● Written problem 1
Pull out every row from the one containing "Wildlife-tally tagging: find every instance of the tile" down to the last row, both included, and copy those rows word for word.

# 96 x 55 Limiter Head v 125 x 65 Limiter Head



## pollys13 (27 Sep 2021)

For running moulds on door stiles on spindle any advantage to having larger diameter head?
Thanks.


----------



## Jacob (27 Sep 2021)

pollys13 said:


> For running moulds on door stiles on spindle any advantage to having larger diameter head?
> Thanks.


More width/depth of cut, cleaner finish.


----------



## pollys13 (28 Sep 2021)

I can fit the smaller size knives in the larger head?


----------



## Jacob (28 Sep 2021)

pollys13 said:


> I can fit the smaller size knives in the larger head?


In principle yes but it depends on the head and the blades. There's lots of variations.


----------



## Ollie78 (28 Sep 2021)

The 96mm is good to run a mould in conjunction with a 125mm TCT blade rebate head. So you can cut rebate and mould on a 125mm circle and adjust the rebate with spacers between the heads. You cant do this with a 125mm head as there is no room for knives, hope that makes sense.

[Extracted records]
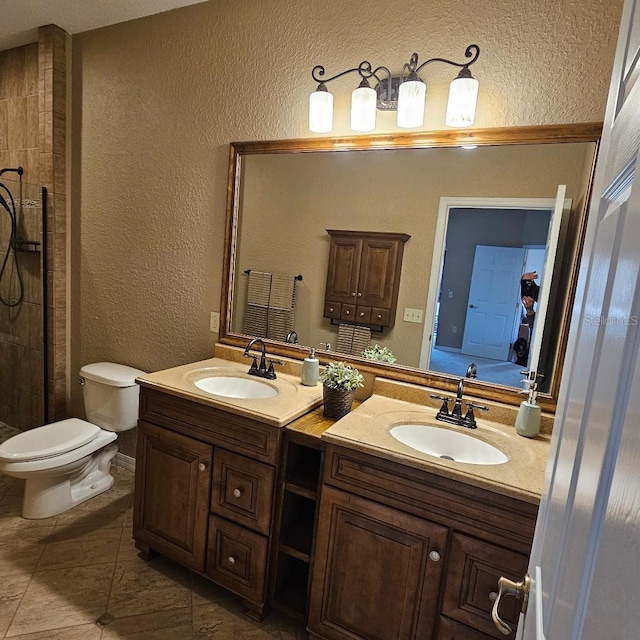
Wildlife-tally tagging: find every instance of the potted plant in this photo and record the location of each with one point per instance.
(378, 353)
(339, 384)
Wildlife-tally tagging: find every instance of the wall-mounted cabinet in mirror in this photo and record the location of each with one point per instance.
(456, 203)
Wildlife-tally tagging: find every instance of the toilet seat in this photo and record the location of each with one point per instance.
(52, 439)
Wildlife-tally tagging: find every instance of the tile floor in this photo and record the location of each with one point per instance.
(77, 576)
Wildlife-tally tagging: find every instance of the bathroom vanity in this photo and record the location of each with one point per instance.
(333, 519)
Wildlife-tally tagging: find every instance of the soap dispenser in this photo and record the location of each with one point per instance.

● Written problem 2
In the forum thread on limiter heads, what advantages does Jacob name for a larger diameter head?

● Final result 1
Wildlife-tally tagging: find every instance of the tile floor in this photo and record the location of each with one point per instance.
(77, 576)
Wildlife-tally tagging: find every instance of the bathroom vanity in this photo and record the location of each with one point per instance.
(333, 519)
Wildlife-tally tagging: find every instance of the soap dispenser in this photo and record the location of each with one point per instance.

● Final result 2
More width or depth of cut and a cleaner finish.